**Task to carry out:** Output the listing in full. Every line stays exactly as it is.

**Data for analysis:**
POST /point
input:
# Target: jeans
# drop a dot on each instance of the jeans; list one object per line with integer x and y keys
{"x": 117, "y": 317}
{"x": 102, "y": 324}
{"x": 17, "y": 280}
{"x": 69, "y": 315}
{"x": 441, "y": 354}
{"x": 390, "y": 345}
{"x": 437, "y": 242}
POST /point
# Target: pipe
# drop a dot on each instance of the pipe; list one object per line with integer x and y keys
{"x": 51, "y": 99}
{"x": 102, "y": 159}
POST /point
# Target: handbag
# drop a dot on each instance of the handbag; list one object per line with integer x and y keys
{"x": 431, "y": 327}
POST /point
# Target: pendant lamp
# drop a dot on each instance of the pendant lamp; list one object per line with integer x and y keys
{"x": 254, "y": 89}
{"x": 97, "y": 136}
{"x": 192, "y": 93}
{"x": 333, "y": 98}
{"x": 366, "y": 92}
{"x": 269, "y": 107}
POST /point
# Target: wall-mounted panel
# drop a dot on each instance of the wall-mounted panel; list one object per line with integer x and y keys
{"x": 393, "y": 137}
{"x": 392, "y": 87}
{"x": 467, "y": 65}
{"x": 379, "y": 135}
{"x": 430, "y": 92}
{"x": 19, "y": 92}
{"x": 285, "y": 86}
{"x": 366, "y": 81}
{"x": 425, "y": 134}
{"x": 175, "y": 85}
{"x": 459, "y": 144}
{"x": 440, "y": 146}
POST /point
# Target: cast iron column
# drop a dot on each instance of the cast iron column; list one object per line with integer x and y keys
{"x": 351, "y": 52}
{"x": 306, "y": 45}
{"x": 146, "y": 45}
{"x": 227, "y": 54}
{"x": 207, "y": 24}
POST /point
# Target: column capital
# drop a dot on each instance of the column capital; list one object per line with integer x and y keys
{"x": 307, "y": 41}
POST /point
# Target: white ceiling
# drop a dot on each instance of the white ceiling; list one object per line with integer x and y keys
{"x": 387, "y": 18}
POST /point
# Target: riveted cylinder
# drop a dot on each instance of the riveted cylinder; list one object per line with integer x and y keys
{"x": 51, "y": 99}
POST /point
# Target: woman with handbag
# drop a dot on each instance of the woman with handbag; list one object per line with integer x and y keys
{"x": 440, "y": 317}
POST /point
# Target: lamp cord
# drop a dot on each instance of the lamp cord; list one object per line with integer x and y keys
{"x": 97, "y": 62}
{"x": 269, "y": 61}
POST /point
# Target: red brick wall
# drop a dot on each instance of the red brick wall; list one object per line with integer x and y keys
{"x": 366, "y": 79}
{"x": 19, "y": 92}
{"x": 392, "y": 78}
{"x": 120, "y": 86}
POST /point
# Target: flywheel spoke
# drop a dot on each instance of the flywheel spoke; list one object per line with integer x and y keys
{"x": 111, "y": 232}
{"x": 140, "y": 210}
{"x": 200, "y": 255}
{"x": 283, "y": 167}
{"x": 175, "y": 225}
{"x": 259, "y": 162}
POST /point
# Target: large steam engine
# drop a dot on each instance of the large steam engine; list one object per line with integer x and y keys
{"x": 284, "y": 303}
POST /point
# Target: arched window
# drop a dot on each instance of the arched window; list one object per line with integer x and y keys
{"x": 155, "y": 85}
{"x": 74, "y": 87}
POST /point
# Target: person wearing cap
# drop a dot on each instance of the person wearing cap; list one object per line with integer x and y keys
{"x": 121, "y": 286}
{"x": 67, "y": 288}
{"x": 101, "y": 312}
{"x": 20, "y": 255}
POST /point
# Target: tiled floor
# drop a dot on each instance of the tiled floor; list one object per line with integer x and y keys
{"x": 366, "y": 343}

**Answer box:**
POST /point
input:
# Target: jeans
# drop a dot on each instance of the jeans; list one object per line with integer x and y keys
{"x": 117, "y": 317}
{"x": 102, "y": 324}
{"x": 17, "y": 280}
{"x": 69, "y": 315}
{"x": 441, "y": 354}
{"x": 390, "y": 345}
{"x": 437, "y": 242}
POST /point
# Target: pipe
# drop a dot on each instance of the pipe; list one object per line with integer x and y keys
{"x": 51, "y": 99}
{"x": 102, "y": 159}
POST /point
# Target: handbag
# drop a dot on each instance of the handbag; list one object per line with integer x and y keys
{"x": 431, "y": 327}
POST /point
# Target: pendant lamp
# drop a dot on each instance of the pendant lamp; list one object per line with integer x and y keys
{"x": 254, "y": 89}
{"x": 97, "y": 136}
{"x": 192, "y": 93}
{"x": 333, "y": 98}
{"x": 366, "y": 92}
{"x": 269, "y": 107}
POST /point
# Target: wall-mounted panel
# drop a dot on each instance of the wall-mounted panel; list one object per line with integer x and y keys
{"x": 393, "y": 137}
{"x": 392, "y": 87}
{"x": 467, "y": 65}
{"x": 379, "y": 135}
{"x": 430, "y": 92}
{"x": 19, "y": 92}
{"x": 285, "y": 86}
{"x": 366, "y": 81}
{"x": 425, "y": 134}
{"x": 175, "y": 85}
{"x": 459, "y": 144}
{"x": 440, "y": 146}
POST /point
# Target: cast iron column
# drop a dot on each instance of the cast iron column; list one object per line with integer x and y keys
{"x": 351, "y": 52}
{"x": 306, "y": 45}
{"x": 146, "y": 45}
{"x": 227, "y": 54}
{"x": 207, "y": 24}
POST /point
# Target: column capital
# drop a dot on each instance of the column capital; list one object per line with integer x and y keys
{"x": 307, "y": 41}
POST /point
# Target: white ceiling
# drop a dot on each instance of the white ceiling; list one object per line with integer x and y keys
{"x": 387, "y": 18}
POST /point
# Target: riveted cylinder
# drop a dot on each instance of the riveted cylinder; list one object per line with integer x and y keys
{"x": 51, "y": 99}
POST /point
# Target: woman with handbag
# drop a dot on each instance of the woman with handbag; list one object per line with integer x and y keys
{"x": 440, "y": 317}
POST /point
# Target: lamp cord
# drop a dot on each instance of the lamp cord; list one object per line with integer x and y keys
{"x": 97, "y": 62}
{"x": 269, "y": 61}
POST /point
# Target: red brick wall
# drop a dot on each instance of the red brick wall; list one object per line with integer x and y keys
{"x": 366, "y": 79}
{"x": 19, "y": 92}
{"x": 392, "y": 78}
{"x": 120, "y": 86}
POST /point
# Target: flywheel spoke
# drop a dot on each instance of the flywheel spoke; list one object per line with integer x and y keys
{"x": 111, "y": 232}
{"x": 140, "y": 210}
{"x": 200, "y": 255}
{"x": 283, "y": 167}
{"x": 175, "y": 225}
{"x": 259, "y": 162}
POST /point
# Target: large steam engine
# drop a dot on each instance of the large steam engine; list one object per line with integer x and y keys
{"x": 284, "y": 303}
POST /point
# Target: arched window
# drop a dot on each instance of the arched window; list one object per line with integer x and y keys
{"x": 155, "y": 85}
{"x": 74, "y": 87}
POST /point
# Target: person wearing cap
# drop a dot on each instance of the person wearing cap; list one object per line with integer x and y keys
{"x": 121, "y": 286}
{"x": 67, "y": 288}
{"x": 101, "y": 312}
{"x": 20, "y": 255}
POST /point
# Target: tiled floor
# drop a dot on each instance of the tiled floor; list one object per line with integer x and y keys
{"x": 366, "y": 343}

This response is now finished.